Entries from a pointing dataset:

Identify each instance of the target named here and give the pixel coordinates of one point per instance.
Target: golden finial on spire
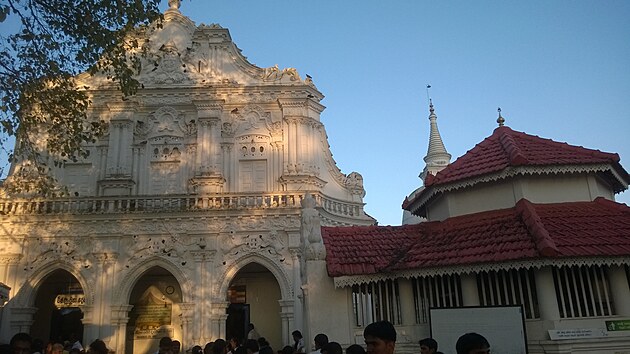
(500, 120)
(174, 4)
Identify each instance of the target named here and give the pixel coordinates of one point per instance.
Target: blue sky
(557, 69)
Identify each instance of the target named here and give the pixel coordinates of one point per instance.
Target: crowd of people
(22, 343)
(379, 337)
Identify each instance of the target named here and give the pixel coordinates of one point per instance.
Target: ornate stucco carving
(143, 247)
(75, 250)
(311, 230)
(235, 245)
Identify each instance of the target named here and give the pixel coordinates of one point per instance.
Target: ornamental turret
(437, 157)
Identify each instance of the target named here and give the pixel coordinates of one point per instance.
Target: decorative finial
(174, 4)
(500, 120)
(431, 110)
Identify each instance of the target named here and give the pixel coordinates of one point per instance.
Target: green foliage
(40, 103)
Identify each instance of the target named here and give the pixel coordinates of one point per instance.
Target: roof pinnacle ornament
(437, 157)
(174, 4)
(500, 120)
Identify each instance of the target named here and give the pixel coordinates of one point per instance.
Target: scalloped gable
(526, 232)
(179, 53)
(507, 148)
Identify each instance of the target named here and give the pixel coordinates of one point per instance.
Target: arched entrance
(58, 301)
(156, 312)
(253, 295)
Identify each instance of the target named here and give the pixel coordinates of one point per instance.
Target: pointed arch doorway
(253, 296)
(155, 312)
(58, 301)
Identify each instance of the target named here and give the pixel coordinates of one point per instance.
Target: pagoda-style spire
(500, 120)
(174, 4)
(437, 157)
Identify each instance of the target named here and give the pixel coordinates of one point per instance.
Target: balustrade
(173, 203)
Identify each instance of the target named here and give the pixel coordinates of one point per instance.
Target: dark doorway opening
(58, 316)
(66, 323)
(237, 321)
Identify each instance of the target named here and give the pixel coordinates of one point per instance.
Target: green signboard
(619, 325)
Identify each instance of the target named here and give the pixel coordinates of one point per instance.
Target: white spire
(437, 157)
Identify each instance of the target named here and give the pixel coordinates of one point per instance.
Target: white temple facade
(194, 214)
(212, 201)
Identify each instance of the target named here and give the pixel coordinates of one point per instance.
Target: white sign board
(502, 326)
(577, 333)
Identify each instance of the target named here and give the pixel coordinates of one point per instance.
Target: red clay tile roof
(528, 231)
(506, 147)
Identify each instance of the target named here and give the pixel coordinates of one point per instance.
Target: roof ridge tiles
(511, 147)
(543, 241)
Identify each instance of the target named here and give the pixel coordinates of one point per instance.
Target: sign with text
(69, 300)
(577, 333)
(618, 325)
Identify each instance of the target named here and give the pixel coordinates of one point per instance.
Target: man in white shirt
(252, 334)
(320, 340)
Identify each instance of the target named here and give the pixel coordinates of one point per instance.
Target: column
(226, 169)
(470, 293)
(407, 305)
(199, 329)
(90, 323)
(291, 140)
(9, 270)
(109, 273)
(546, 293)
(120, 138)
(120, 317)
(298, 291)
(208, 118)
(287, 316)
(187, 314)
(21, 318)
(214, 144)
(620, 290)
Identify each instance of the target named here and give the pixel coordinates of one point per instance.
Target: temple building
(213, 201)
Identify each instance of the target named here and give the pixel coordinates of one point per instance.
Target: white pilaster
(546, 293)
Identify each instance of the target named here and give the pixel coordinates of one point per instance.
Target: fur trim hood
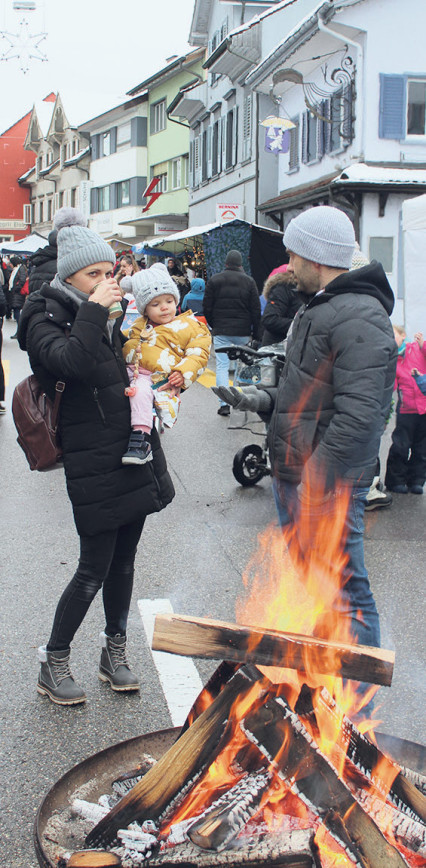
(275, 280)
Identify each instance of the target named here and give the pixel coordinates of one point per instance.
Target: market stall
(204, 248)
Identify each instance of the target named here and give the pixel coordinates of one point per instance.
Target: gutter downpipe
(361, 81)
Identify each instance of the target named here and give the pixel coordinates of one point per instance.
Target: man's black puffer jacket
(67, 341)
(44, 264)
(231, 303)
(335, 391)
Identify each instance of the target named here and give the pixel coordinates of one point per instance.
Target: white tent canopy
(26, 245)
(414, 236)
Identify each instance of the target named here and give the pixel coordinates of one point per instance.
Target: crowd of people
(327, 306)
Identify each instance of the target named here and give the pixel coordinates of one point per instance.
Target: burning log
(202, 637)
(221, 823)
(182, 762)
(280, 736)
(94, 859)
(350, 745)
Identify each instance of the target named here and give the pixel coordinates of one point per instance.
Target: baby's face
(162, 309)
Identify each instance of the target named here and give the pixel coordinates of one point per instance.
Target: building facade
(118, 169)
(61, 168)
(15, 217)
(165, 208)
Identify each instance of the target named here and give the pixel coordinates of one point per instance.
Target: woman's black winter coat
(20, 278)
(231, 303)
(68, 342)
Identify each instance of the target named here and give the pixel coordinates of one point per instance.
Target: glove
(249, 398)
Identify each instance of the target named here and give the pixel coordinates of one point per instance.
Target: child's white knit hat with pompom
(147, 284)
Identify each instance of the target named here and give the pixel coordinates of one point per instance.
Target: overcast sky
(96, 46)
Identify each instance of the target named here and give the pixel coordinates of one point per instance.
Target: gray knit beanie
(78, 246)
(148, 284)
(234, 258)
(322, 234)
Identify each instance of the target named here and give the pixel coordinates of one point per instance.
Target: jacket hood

Task to complete: Quote the records in full and exactly; skip any image.

Output for this task:
Identify each instance of the target named here and give the pixel coordinates of one point per instance.
Target: golden finial on spire
(500, 120)
(174, 4)
Identify each instance of the target named here and give the pixel coordinates of one point per instance.
Target: blue sky
(557, 69)
Identify each instance of the target named here and give the pixel coordinates of one point per instance.
Target: crowd of people
(22, 343)
(379, 337)
Identify each instance of the target named here and give the pixel coordinates of one point per instance.
Target: ornate stucco carving
(143, 247)
(75, 250)
(311, 230)
(235, 245)
Identify each instance of the target named here and give the pixel coordinates of one point per instance.
Target: ornamental turret
(437, 157)
Identify each instance of the target named here and give the pixel coordinates of one point per instance.
Target: decorative finial
(174, 4)
(500, 120)
(431, 110)
Identify each instance of the target named here and give the pixel coordinates of one point per instance.
Target: green foliage
(40, 103)
Identify each instance of the target named here and give the pixel coordinates of one point per instance.
Target: roof pinnacle ornament
(437, 157)
(174, 4)
(500, 120)
Identify each instance of the target named here and give the pixel coordinates of one point per instance.
Target: scalloped gable
(526, 232)
(179, 53)
(507, 148)
Identify each instance of the target named here and give the pixel coordinates of one point per instance.
Target: arched entrance
(58, 301)
(156, 312)
(253, 295)
Identify each instance of the target named here and give the pixel coordinates of one point per instance.
Target: pointed arch doorway
(253, 296)
(155, 312)
(58, 301)
Identify each instance of the target named here and give the pixel coordinates of one point per instance.
Target: pagoda-style spire
(500, 120)
(174, 4)
(437, 157)
Identify each instance of the target named here and give the pixel coordinates of one point per instance.
Target: balustrade
(173, 203)
Identify each instance of the target named here and give the pixel coordinates of one point per instance.
Target: dark doorway opening
(58, 316)
(66, 323)
(237, 321)
Identify each instance of the target named here and give the pixel coordinates of one point per instance.
Target: green signboard
(619, 325)
Identify each instance of the target named here and give the pixel coordinates of one point per instance.
Target: white spire
(437, 157)
Identify each instance of the target named here and give the pixel coordinates of one point per instance.
Target: white temple facade
(194, 214)
(212, 201)
Identify each instance of the target named here and give the pixel coordinates of one point per instance.
Target: white sign board
(502, 326)
(577, 333)
Identify each instance of the target named here and give the pixel coordinates of one point per instance.
Target: red clay tile roof
(528, 231)
(506, 147)
Identify each instance of the target named here and give the pixel coordinates of one point per instance.
Target: roof ridge tiles
(511, 147)
(543, 241)
Identify each instance of the target named here and give the pixel coordinates of one point per instance.
Target: sign with text
(69, 300)
(577, 333)
(618, 325)
Identify each instance of the target named here and give the pixel coordinates of one point per instance.
Target: man in white shirt
(252, 334)
(320, 340)
Identify each instance of the target named here and give the pixel coordinates of one point per instance.
Target: column
(226, 169)
(470, 293)
(407, 305)
(199, 329)
(90, 323)
(291, 140)
(9, 270)
(109, 273)
(546, 293)
(120, 138)
(120, 317)
(298, 291)
(208, 118)
(287, 316)
(187, 314)
(21, 318)
(214, 144)
(620, 290)
Identify each instance of the target named here and give the pixel coordinates of one point per instance.
Target: temple building
(213, 201)
Identify each instance of the target named here and give the pixel coordinates of one point per instance.
Target: white pilaster
(546, 293)
Identify each instance of the target named here and give the pixel coordinates of one point per instance.
Target: fur trim hood
(275, 280)
Identify each instance of the target named here and give the pixel coordinates of one point per instance.
Target: market stall
(204, 248)
Identify each instance of the target named here and give the pixel coordinates of one point per instance.
Target: gutter downpipe
(361, 81)
Identify each instance of the target named here and give the pixel coordinates of one point per instance.
Target: man's black puffer jacket
(67, 341)
(44, 264)
(231, 303)
(335, 391)
Identify each instance of the target named here and give the pixel coordinates of one point per instance.
Target: white tent canopy
(26, 245)
(414, 236)
Identify each instance of the target named here and give the pixel coordinates of one point per instance.
Target: crowd of people
(327, 306)
Identify each instance of the target named here and give the pixel coordinates of one point per instance.
Target: burning log
(202, 637)
(221, 823)
(182, 762)
(280, 736)
(94, 859)
(350, 745)
Identify each instance of the target named here and give the pixel coordinates of one point per instance.
Target: baby's face
(162, 309)
Identify each instance of the target named here and give the pixel coordinates of one point per instance.
Target: building facade
(118, 169)
(61, 168)
(15, 217)
(165, 208)
Identify each instance of the target named here and give the pixel coordinates of one point per instance.
Target: woman's black winter coat
(20, 278)
(231, 303)
(68, 342)
Identify each instance of the target named here and give the pixel coordinates of one point per instance.
Target: glove
(249, 398)
Identify each instance of the target named here and give the pixel coordinates of one point per instance.
Target: child's white knit hat with pompom
(147, 284)
Identify each instance of the target named here and give the pixel coordinates of one point per instance.
Target: overcast sky
(96, 46)
Identify each instance of the target named here and give the pixel coordinates of one point per instance.
Target: gray knit beanie
(78, 246)
(148, 284)
(234, 258)
(322, 234)
Identify each instance of the target named here and give the pixel coordinates of one point per instance.
Target: jacket hood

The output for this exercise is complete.